** Start of INPUT ROWS **

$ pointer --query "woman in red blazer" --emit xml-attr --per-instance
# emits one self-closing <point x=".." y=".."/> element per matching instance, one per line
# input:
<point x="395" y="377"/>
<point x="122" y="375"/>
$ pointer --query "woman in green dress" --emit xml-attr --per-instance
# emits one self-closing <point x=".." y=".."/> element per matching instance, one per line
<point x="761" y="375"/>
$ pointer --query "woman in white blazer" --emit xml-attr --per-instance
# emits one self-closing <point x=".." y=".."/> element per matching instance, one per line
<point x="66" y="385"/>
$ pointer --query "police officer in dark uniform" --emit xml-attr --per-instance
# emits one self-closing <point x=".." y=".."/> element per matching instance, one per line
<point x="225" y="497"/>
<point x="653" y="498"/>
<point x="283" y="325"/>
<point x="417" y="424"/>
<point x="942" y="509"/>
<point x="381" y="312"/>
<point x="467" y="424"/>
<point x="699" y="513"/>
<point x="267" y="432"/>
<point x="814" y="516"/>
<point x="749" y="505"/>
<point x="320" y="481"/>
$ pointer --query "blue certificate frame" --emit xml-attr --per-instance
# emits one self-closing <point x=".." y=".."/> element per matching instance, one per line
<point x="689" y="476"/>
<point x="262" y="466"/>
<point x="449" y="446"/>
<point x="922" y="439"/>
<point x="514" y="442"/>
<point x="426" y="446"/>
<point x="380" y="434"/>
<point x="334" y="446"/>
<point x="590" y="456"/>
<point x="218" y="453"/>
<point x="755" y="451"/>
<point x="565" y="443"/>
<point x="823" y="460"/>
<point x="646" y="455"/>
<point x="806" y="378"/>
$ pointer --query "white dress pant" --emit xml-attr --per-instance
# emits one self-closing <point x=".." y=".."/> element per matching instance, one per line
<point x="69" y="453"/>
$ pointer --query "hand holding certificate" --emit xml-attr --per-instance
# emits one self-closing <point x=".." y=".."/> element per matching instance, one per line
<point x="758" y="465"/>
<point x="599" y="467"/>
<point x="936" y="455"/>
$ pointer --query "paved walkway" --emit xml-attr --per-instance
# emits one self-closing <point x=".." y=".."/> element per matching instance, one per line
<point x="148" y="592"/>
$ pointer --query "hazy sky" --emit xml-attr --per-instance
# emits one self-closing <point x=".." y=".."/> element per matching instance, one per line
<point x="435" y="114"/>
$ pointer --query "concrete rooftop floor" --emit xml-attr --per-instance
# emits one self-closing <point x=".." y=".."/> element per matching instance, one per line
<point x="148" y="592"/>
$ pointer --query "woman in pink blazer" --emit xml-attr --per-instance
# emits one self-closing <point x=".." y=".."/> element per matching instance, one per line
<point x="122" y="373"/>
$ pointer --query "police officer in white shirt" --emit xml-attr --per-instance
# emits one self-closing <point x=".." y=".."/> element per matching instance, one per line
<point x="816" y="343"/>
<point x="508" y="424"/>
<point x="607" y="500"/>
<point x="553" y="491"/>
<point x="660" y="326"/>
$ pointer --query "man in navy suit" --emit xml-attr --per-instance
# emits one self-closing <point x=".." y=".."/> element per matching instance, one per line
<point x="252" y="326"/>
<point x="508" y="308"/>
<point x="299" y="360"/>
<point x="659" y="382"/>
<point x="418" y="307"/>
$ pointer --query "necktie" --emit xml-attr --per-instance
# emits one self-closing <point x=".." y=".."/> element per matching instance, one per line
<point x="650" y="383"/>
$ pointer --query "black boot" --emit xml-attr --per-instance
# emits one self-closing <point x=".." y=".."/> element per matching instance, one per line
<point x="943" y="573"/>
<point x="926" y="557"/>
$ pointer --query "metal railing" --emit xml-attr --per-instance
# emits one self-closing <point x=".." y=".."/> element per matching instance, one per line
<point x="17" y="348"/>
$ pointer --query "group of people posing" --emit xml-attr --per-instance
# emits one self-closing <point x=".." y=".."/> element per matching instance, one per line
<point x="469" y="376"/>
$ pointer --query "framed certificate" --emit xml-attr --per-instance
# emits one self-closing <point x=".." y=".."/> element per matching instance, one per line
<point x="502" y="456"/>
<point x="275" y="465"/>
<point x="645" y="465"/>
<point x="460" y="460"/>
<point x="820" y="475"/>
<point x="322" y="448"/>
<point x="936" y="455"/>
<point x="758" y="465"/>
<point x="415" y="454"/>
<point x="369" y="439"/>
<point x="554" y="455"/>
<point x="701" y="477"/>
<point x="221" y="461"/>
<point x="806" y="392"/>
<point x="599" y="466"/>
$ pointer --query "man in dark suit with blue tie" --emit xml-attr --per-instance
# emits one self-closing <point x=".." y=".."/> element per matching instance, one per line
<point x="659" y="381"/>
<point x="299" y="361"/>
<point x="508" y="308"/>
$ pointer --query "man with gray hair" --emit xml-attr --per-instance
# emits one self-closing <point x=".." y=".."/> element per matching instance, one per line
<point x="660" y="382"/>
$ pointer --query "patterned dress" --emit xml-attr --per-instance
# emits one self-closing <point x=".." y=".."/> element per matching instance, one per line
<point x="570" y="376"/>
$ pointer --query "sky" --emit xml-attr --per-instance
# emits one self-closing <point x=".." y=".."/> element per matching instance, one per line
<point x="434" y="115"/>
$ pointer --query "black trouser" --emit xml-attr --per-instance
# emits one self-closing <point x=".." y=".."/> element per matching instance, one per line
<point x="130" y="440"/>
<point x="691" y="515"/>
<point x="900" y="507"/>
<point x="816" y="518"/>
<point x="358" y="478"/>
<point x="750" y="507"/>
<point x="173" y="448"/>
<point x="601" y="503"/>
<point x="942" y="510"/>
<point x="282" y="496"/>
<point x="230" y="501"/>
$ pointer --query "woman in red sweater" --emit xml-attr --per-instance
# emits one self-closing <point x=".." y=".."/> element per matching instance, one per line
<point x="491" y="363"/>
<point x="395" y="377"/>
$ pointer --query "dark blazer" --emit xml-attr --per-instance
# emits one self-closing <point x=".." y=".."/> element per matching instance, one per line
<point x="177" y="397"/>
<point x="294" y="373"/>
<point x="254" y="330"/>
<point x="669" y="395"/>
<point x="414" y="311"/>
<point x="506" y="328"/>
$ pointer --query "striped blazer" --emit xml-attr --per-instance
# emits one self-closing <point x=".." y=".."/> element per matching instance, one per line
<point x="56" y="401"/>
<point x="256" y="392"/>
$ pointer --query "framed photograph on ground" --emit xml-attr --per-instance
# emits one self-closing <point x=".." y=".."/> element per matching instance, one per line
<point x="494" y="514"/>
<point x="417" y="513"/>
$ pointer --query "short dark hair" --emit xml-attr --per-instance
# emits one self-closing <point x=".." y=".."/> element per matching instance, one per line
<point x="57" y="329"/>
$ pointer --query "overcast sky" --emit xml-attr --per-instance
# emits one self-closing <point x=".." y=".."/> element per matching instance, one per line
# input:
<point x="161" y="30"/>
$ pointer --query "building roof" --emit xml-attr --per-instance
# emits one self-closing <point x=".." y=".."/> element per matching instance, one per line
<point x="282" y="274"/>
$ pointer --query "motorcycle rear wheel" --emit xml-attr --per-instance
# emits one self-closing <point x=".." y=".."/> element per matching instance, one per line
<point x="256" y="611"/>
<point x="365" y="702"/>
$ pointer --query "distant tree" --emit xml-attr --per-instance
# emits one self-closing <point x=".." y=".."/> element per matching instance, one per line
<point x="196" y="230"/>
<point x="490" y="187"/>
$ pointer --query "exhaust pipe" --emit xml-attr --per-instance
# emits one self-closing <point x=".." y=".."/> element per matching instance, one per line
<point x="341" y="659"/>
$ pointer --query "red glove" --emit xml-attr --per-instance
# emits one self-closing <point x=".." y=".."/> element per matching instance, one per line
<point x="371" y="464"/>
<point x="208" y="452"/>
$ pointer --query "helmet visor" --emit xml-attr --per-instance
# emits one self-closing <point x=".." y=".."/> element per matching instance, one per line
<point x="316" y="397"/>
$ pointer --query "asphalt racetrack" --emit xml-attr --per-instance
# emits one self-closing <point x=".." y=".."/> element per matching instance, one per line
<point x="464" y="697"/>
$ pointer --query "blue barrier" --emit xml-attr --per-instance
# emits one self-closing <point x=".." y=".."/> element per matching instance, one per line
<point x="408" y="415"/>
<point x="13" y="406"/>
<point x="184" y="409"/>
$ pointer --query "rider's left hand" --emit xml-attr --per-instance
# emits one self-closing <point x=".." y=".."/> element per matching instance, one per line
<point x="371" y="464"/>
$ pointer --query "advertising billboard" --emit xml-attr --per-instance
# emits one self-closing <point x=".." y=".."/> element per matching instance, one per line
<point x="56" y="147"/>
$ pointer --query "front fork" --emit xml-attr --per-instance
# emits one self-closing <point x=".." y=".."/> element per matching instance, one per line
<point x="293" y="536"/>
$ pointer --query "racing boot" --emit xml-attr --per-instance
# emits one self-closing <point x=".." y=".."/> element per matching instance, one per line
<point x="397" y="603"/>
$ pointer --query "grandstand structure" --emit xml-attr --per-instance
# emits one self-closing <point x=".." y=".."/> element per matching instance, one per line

** End of INPUT ROWS **

Pull out every line of the records above that contains the string "white", treating uppercase and lowercase as different.

EXPECTED ANSWER:
$ pointer --query "woman in white blazer" --emit xml-attr --per-instance
$ pointer --query "white dress pant" --emit xml-attr --per-instance
$ pointer --query "police officer in white shirt" --emit xml-attr --per-instance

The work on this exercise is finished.